◆ Task prompt
Repeat every entry word for word, skipping the pictures.

◆ Records supplied
#####

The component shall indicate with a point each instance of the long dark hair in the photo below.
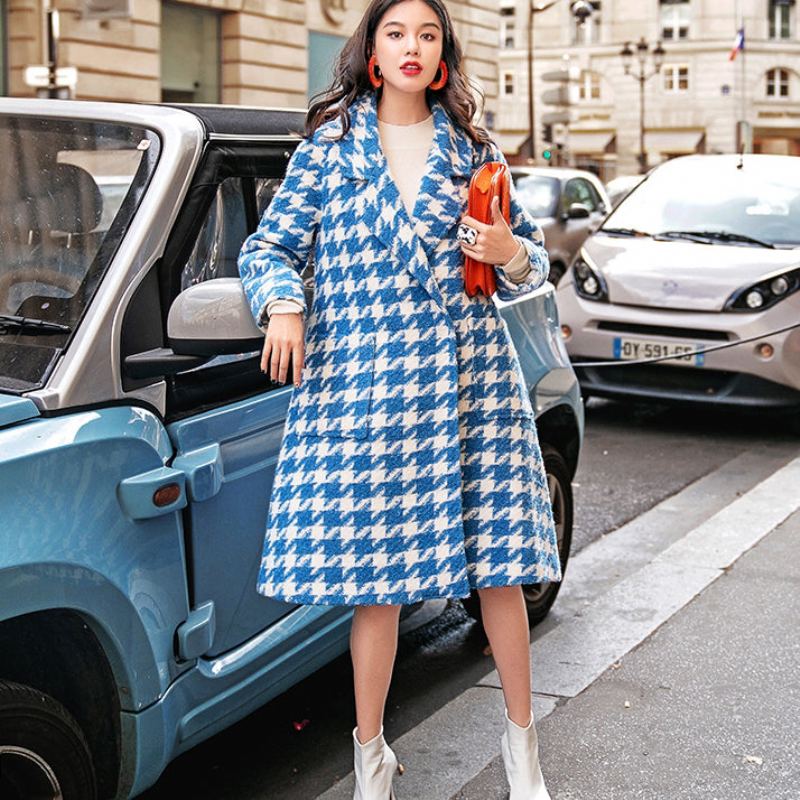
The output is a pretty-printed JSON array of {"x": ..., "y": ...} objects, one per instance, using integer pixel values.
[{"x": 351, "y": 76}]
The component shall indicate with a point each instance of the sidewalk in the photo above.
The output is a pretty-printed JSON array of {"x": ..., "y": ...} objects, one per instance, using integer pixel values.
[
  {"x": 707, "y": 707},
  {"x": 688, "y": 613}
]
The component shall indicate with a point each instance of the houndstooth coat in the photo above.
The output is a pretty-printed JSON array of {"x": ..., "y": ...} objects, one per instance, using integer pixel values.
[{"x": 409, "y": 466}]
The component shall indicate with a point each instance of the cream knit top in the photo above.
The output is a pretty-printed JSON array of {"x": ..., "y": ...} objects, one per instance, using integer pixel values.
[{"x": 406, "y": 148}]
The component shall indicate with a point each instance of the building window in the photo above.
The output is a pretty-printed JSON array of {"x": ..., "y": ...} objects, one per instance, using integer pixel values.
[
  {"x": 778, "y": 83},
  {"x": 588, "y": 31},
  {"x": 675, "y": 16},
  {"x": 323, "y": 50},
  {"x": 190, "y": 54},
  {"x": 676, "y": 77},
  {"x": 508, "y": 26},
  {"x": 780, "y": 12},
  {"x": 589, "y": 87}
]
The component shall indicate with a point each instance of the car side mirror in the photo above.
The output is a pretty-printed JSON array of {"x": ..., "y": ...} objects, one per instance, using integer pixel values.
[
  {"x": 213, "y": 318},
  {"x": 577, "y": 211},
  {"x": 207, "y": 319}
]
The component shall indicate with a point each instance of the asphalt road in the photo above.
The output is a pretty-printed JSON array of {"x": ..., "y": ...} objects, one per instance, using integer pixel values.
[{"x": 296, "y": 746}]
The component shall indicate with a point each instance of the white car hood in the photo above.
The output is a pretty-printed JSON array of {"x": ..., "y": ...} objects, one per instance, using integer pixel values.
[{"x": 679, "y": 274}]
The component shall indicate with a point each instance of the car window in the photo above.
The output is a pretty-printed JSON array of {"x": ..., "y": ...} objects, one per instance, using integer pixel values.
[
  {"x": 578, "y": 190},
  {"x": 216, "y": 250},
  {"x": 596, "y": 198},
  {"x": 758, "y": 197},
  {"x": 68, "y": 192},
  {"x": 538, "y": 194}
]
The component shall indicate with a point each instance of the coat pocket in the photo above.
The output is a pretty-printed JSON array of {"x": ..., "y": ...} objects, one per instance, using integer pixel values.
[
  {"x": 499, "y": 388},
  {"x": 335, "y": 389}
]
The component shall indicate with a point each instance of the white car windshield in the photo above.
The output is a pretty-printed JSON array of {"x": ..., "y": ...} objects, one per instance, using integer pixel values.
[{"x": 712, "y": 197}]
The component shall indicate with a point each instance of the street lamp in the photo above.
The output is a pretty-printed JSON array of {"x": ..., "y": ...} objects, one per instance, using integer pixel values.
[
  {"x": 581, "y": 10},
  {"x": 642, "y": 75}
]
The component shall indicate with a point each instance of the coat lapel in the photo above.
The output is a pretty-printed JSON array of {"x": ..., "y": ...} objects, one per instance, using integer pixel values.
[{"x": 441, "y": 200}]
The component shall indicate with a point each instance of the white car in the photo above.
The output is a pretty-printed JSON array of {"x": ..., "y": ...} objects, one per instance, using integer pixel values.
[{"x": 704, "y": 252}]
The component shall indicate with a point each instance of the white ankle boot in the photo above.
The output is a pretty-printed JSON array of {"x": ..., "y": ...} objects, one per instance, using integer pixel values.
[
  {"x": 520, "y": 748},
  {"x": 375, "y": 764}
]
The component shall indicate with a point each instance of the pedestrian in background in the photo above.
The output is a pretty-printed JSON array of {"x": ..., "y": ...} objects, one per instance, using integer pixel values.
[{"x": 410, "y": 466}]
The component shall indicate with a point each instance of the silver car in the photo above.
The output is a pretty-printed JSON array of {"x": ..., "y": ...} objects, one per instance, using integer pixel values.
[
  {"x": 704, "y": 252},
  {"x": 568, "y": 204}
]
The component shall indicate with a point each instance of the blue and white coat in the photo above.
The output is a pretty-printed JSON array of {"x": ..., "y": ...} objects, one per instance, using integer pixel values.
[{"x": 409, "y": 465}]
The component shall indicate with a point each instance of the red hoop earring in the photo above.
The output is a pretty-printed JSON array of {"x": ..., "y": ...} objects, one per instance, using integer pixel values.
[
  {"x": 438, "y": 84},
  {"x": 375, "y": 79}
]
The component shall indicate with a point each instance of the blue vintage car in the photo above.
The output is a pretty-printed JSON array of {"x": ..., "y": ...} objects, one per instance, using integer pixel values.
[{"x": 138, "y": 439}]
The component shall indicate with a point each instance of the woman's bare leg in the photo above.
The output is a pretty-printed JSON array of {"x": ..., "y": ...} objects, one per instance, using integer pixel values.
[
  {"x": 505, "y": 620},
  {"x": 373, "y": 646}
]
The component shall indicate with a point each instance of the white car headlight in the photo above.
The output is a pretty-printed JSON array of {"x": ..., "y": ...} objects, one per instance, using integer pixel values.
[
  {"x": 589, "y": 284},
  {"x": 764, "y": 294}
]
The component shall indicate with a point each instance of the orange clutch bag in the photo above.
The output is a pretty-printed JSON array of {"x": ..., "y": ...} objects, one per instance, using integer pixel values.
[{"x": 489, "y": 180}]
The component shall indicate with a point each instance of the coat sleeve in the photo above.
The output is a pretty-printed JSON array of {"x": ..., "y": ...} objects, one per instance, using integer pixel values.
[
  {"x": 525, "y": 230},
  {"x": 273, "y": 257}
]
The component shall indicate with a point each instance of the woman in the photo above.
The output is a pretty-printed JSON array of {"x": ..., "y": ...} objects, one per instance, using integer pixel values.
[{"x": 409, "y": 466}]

#####

◆ Exercise response
The component shall indicate with a point each instance of the long dark hair in the photo below.
The output is a pretty-printed JSON array of {"x": ..., "y": ...} objects, one per instance, using integer pixel values.
[{"x": 351, "y": 76}]
The component shall indicate with a point each instance of the sidewalk in the photo above.
The output is a pretty-printed JSON array of {"x": ..., "y": ...} objects, one per instance, using integer pixel values.
[
  {"x": 707, "y": 707},
  {"x": 688, "y": 613}
]
The component shall indicate with a point each instance of the houndstooth coat in the photo above.
The output is a pretty-printed JSON array of {"x": ..., "y": ...} objects, one per instance, using integer pixel values.
[{"x": 409, "y": 466}]
The component shall indicate with a point each instance of the cream knit top in the photo above.
The output is a pretty-printed JSON array of {"x": ..., "y": ...} objects, one per instance, using integer pixel values.
[{"x": 406, "y": 148}]
The component shall indicate with a point each instance of the building window in the photo above.
The output is a pretty-printed JSON array of {"x": ..., "y": ...} objects, one per instance, using integer pixel values.
[
  {"x": 778, "y": 83},
  {"x": 588, "y": 31},
  {"x": 675, "y": 16},
  {"x": 323, "y": 50},
  {"x": 190, "y": 54},
  {"x": 676, "y": 77},
  {"x": 508, "y": 26},
  {"x": 780, "y": 12},
  {"x": 589, "y": 87}
]
The component shall indicate with a point each instance of the car side mirror in the photo above.
The output is a pretty-printed JSON array of {"x": ..., "y": ...} objects, one per instance, using integer pixel values.
[
  {"x": 213, "y": 318},
  {"x": 577, "y": 211},
  {"x": 207, "y": 319}
]
The component shall indicate with a point each instance of the asphalt road in the photo above.
The output is a pretty-printed JSON array of {"x": ..., "y": ...} objects, one per instance, using integer pixel values.
[{"x": 296, "y": 746}]
The component shall indicate with a point each instance of the white car hood in the photo above.
The output is a pretty-printed JSON array of {"x": ..., "y": ...} objects, one per instance, using integer pixel values.
[{"x": 679, "y": 274}]
The component shall indicate with a point each instance of the car window in the photo above.
The output is a pretty-printed JSON array of {"x": ..., "y": ...} objects, one per instance, using integer pixel values.
[
  {"x": 578, "y": 190},
  {"x": 216, "y": 250},
  {"x": 596, "y": 198},
  {"x": 758, "y": 197},
  {"x": 68, "y": 192},
  {"x": 538, "y": 194}
]
The component shall indicate with a point each instance of the coat pocket in the photo above.
The output is a pretty-printed JSON array of {"x": ..., "y": ...} objects, one per instance, using integer pixel values.
[
  {"x": 499, "y": 388},
  {"x": 335, "y": 389}
]
The component shall indicate with a point each instance of the white car windshield in the photo above.
The output is a pretty-printed JSON array of {"x": ..., "y": ...} objects, one per instance, using integer pixel values.
[{"x": 712, "y": 197}]
The component shall indicate with a point each instance of the street lamp in the photo above.
The output is a pretty-printed JSON array of {"x": ..., "y": ...} objects, one per instance, using integer pixel values.
[
  {"x": 581, "y": 10},
  {"x": 642, "y": 75}
]
The component shall indicate with a point each instance of the coat lapel in the photo above.
The output is a pretty-printed JSON array of {"x": ..., "y": ...} objects, one per instance, using integer pixel values.
[{"x": 441, "y": 200}]
The component shall indicate with a point each instance of the white car in the photo above.
The output is a pretty-printed JSON array of {"x": ..., "y": ...} objects, one per instance, using integer pixel values.
[{"x": 704, "y": 252}]
The component shall indicate with a point each instance of the white ankle boot in the photo above.
The output is a pretty-printed JSON array of {"x": ..., "y": ...} objects, one per instance, using integer pixel values.
[
  {"x": 520, "y": 748},
  {"x": 375, "y": 764}
]
The component shall indicate with a point each instance of the pedestrian in background in the photo above.
The output is a pretty-printed JSON array of {"x": ..., "y": ...} objects, one per instance, using integer pixel values.
[{"x": 410, "y": 466}]
The component shall indicate with a point each instance of the silver car in the photo above.
The output is a pretty-printed JSON array of {"x": ..., "y": ...} objects, one per instance, using integer pixel values.
[
  {"x": 704, "y": 252},
  {"x": 568, "y": 204}
]
The component shall indicate with a point each instance of the blue and white coat in the photo above.
The output is a pretty-printed JSON array of {"x": ..., "y": ...} objects, one per instance, using integer pixel values.
[{"x": 409, "y": 465}]
The component shall indicate with a point each instance of the red hoop earring in the photo above.
The output is a pretty-printed JSON array of {"x": ..., "y": ...} objects, one per instance, using integer pixel values.
[
  {"x": 438, "y": 84},
  {"x": 375, "y": 79}
]
The component shall indicate with a point each instance of the blue vintage car in the photo above.
The output is a pretty-printed JSON array of {"x": ..., "y": ...} objects, one per instance, using integer pixel values.
[{"x": 138, "y": 439}]
The component shall indicate with a point each instance of the woman's bare leg in the photo above.
The output is a pretty-printed JSON array of {"x": ..., "y": ...} objects, one per instance, using integer pixel values.
[
  {"x": 505, "y": 620},
  {"x": 373, "y": 646}
]
The component shall indicate with a point each instance of the white car headlight in the photo above.
The output is a pretty-printed JSON array of {"x": ..., "y": ...} objects, one per instance, using integer pixel values.
[
  {"x": 589, "y": 284},
  {"x": 764, "y": 294}
]
The component shall indicate with a point each instance of the orange clutch bag in the photo above.
The output is a pretty-printed JSON array of {"x": ..., "y": ...} objects, one per instance, using integer pixel values.
[{"x": 489, "y": 180}]
The component shall indicate with a point each instance of the coat sleeve in the photo above.
The output is a pretty-printed JSON array of {"x": ..., "y": ...} objects, one per instance, using integer pixel values.
[
  {"x": 525, "y": 230},
  {"x": 273, "y": 257}
]
The component shall indicate with a point each instance of the woman in the photo above.
The output is a pretty-printed JSON array of {"x": ..., "y": ...} objects, one per instance, using integer pixel values.
[{"x": 409, "y": 466}]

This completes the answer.